----- DATASET RECORDS
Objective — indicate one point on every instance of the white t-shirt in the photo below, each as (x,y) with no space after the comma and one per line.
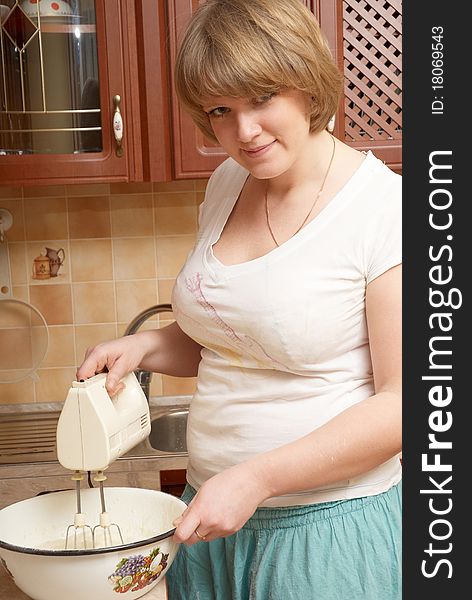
(284,335)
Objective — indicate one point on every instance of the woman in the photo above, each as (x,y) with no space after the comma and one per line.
(288,310)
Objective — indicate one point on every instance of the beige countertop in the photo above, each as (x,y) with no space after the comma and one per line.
(9,591)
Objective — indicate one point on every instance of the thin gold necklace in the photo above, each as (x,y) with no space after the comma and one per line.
(312,206)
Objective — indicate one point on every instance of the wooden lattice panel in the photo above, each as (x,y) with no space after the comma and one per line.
(372,69)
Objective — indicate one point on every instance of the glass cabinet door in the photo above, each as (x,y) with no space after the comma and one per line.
(49,80)
(62,90)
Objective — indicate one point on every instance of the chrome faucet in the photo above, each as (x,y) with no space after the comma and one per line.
(144,377)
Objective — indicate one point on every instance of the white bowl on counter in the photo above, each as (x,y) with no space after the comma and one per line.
(33,531)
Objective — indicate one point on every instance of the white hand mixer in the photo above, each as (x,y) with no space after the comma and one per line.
(93,430)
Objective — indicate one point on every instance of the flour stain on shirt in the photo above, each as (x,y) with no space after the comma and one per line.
(245,342)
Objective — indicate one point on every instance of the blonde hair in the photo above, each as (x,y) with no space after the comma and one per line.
(250,48)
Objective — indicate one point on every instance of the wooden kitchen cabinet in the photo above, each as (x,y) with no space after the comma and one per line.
(365,38)
(59,83)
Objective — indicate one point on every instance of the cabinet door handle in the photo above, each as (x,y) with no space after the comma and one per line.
(118,125)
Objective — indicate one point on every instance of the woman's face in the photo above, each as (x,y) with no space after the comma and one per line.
(266,135)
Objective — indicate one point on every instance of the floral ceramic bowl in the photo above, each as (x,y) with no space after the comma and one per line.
(32,537)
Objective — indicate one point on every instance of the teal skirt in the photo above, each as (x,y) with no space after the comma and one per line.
(344,550)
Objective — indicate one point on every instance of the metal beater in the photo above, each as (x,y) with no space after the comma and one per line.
(94,430)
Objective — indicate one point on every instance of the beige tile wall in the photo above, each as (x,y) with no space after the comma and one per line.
(123,244)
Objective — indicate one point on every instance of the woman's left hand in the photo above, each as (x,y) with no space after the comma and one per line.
(222,506)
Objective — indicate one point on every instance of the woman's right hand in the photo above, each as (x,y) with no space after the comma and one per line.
(119,357)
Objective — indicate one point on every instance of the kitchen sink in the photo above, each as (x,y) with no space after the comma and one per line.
(169,431)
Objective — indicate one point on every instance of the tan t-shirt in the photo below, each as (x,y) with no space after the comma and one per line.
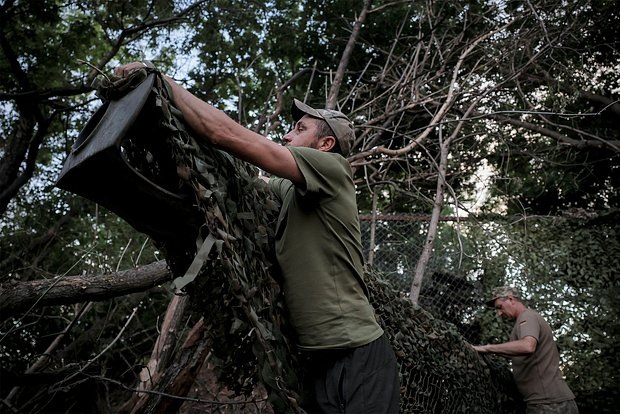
(318,249)
(538,376)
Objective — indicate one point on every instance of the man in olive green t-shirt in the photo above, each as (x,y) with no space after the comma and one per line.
(534,354)
(318,247)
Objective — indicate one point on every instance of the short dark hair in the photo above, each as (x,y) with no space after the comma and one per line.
(323,130)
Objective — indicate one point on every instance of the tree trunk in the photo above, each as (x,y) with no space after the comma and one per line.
(62,290)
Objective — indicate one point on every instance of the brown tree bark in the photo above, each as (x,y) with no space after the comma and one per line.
(64,290)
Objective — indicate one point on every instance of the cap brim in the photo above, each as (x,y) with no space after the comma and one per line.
(491,302)
(299,109)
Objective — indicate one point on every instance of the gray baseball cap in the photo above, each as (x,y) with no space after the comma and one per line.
(503,292)
(339,123)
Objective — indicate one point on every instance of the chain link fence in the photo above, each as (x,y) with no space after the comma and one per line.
(392,247)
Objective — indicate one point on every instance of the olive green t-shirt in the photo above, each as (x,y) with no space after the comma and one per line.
(318,247)
(538,376)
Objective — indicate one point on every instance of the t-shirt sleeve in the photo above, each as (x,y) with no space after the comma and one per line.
(528,326)
(323,172)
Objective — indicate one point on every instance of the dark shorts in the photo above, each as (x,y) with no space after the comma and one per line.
(354,381)
(564,407)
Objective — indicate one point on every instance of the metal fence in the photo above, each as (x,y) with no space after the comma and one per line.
(392,247)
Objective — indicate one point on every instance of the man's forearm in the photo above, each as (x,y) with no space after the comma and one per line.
(521,347)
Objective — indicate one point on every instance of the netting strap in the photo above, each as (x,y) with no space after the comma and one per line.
(194,268)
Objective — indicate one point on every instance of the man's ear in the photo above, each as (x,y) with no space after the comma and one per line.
(327,143)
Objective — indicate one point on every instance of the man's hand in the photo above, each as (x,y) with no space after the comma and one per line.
(125,70)
(480,348)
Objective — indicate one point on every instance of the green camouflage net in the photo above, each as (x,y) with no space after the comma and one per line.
(238,293)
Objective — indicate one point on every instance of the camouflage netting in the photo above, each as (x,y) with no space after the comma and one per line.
(238,293)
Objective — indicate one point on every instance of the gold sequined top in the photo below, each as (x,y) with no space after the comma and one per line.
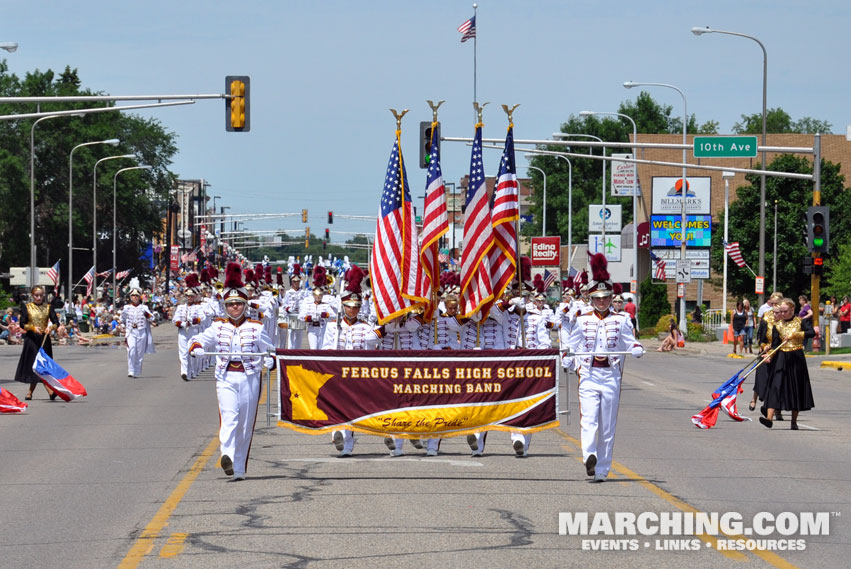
(38,316)
(792,332)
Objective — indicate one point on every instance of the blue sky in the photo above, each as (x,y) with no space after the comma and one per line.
(324,73)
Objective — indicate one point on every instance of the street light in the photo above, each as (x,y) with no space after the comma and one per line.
(115,223)
(683,224)
(32,277)
(95,217)
(707,30)
(544,216)
(634,197)
(111,141)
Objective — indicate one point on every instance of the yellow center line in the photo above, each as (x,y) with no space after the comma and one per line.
(145,542)
(767,556)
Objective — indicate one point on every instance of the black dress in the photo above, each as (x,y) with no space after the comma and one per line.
(34,315)
(788,387)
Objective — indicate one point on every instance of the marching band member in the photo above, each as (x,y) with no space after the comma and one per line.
(349,333)
(600,331)
(136,321)
(237,376)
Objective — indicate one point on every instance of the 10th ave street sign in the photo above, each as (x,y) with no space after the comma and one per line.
(725,147)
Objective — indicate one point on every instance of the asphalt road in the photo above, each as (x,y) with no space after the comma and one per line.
(128,477)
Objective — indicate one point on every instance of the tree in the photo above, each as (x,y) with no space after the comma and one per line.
(793,197)
(141,196)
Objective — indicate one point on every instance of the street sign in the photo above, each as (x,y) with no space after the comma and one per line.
(725,147)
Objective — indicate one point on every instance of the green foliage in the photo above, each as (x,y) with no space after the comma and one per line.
(141,197)
(792,198)
(654,303)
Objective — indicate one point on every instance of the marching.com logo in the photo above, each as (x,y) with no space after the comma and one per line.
(684,531)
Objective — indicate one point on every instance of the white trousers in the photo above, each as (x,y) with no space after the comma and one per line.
(137,341)
(183,351)
(238,395)
(599,396)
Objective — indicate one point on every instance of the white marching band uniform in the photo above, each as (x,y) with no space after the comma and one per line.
(136,321)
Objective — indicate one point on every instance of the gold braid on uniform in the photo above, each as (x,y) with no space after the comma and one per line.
(38,315)
(790,330)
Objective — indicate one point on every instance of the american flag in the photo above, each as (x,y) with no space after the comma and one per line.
(735,254)
(53,274)
(435,223)
(549,279)
(659,265)
(397,279)
(89,277)
(505,210)
(476,286)
(468,29)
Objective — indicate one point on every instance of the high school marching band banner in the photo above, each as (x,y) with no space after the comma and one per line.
(413,394)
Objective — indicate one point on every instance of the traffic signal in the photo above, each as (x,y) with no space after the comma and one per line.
(818,229)
(425,143)
(237,103)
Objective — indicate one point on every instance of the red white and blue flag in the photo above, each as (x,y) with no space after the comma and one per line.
(435,224)
(505,211)
(476,284)
(397,278)
(56,378)
(468,29)
(89,277)
(53,274)
(11,404)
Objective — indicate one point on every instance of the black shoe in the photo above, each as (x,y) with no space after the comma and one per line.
(227,465)
(590,464)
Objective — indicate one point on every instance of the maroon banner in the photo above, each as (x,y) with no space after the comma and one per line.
(418,393)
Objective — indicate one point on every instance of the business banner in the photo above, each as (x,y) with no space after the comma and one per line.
(418,393)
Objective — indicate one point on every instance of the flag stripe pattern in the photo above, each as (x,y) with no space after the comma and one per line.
(53,273)
(435,223)
(468,29)
(735,253)
(476,285)
(504,212)
(396,274)
(59,380)
(659,266)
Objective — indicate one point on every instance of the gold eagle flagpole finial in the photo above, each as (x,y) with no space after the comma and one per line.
(398,116)
(434,108)
(510,113)
(479,108)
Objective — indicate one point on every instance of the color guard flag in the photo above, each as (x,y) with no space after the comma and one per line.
(468,29)
(505,211)
(56,378)
(11,404)
(476,285)
(435,223)
(395,271)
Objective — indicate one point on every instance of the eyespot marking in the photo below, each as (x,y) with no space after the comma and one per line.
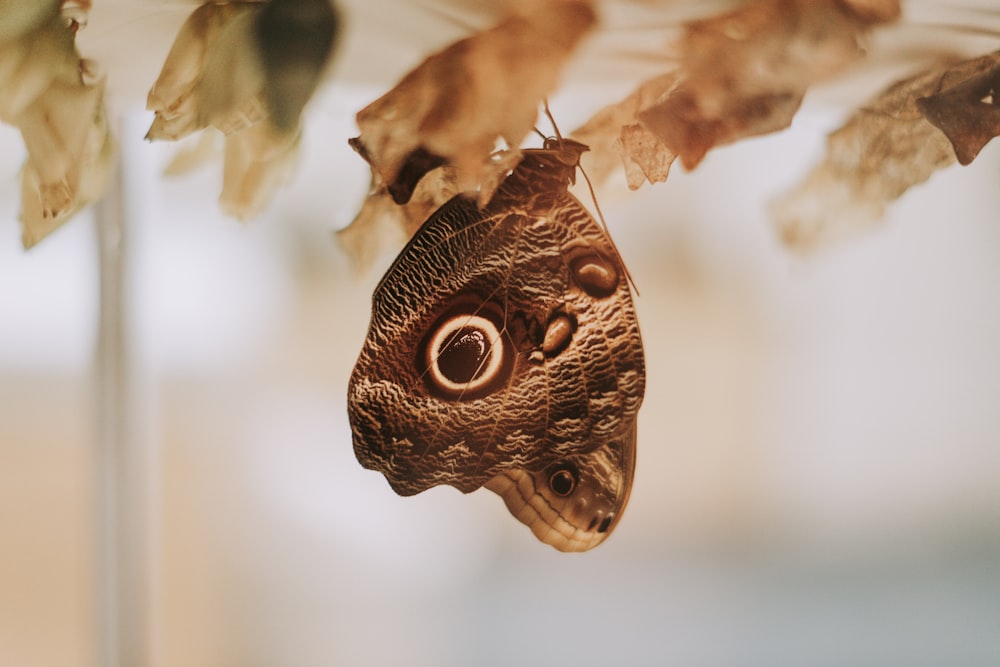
(465,356)
(563,481)
(595,275)
(558,334)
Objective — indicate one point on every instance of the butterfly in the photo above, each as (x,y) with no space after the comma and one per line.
(504,352)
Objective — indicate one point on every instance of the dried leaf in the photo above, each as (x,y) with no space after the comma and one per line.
(211,75)
(885,148)
(460,101)
(56,99)
(740,74)
(383,225)
(246,69)
(295,41)
(744,73)
(967,109)
(614,136)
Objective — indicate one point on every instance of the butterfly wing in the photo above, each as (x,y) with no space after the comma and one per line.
(503,344)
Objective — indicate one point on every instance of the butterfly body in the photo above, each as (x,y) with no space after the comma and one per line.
(504,352)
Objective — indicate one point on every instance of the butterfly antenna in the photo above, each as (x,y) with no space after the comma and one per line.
(552,120)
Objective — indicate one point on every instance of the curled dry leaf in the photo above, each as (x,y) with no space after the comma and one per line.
(744,73)
(56,99)
(455,106)
(224,72)
(614,135)
(886,147)
(966,107)
(383,225)
(740,74)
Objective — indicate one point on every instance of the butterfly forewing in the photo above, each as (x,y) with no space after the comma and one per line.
(504,351)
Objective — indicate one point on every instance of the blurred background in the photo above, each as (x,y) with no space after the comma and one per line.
(818,478)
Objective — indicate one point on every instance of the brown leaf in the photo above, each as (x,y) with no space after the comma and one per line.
(460,101)
(615,136)
(56,99)
(885,148)
(967,109)
(383,225)
(740,74)
(745,72)
(226,70)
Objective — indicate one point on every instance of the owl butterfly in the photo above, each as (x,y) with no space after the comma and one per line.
(504,352)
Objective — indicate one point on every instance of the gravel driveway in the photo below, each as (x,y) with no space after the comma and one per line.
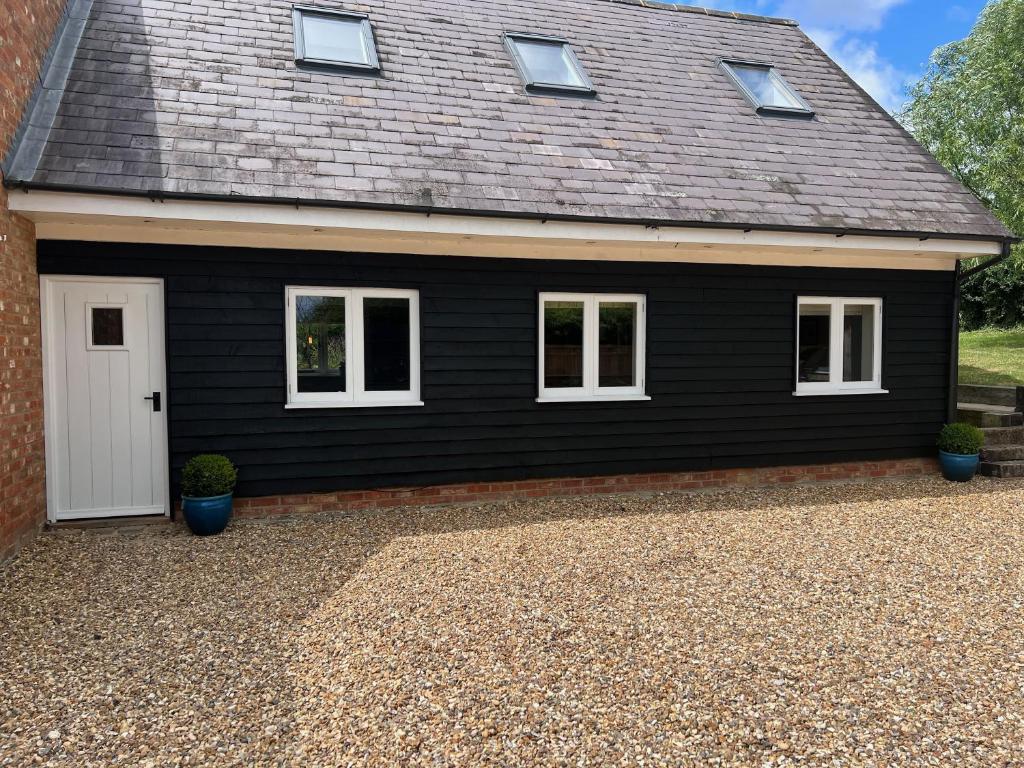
----------
• DESCRIPTION OF THE TASK:
Which lines of the entries above contain the word "metal"? Select every such line and copy it, treating uppercase and lowercase as different.

• WRITTEN RESPONSE:
Objective — indicate one point on every instance of the metal beater in the photo above, each as (x,y) with no space after the comma and one per line.
Objective — indicate one point on every instance of the metal fence in the photo above, each as (x,y) with no space after the comma and one per line.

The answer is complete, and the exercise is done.